_How to complete this task_
From the entries below, copy every line that holds the word "road".

_Input data_
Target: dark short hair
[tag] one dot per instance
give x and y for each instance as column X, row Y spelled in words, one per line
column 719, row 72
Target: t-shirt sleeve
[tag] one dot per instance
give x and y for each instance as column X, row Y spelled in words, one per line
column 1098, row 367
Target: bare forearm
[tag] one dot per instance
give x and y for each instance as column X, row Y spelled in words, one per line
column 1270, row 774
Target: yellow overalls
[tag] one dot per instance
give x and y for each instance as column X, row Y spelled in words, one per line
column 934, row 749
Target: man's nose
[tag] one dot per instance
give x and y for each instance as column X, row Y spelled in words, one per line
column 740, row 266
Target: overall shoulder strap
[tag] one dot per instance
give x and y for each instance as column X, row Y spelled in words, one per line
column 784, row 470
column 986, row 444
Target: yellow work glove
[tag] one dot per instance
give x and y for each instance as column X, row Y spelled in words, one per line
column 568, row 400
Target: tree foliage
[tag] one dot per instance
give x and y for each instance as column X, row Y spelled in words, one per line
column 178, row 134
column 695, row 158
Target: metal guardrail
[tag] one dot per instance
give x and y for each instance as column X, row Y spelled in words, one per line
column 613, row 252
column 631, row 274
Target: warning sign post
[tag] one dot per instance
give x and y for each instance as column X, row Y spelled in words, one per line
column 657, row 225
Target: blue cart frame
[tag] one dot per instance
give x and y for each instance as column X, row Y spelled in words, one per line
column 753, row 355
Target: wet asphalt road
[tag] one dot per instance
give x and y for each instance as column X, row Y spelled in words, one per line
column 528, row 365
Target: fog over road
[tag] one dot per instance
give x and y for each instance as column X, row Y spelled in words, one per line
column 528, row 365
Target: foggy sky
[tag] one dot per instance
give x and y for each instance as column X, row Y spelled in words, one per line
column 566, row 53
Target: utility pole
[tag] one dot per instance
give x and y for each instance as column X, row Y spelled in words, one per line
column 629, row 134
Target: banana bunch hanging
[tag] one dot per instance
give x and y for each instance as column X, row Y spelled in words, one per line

_Final answer_
Target: wet asphalt road
Target: fog over road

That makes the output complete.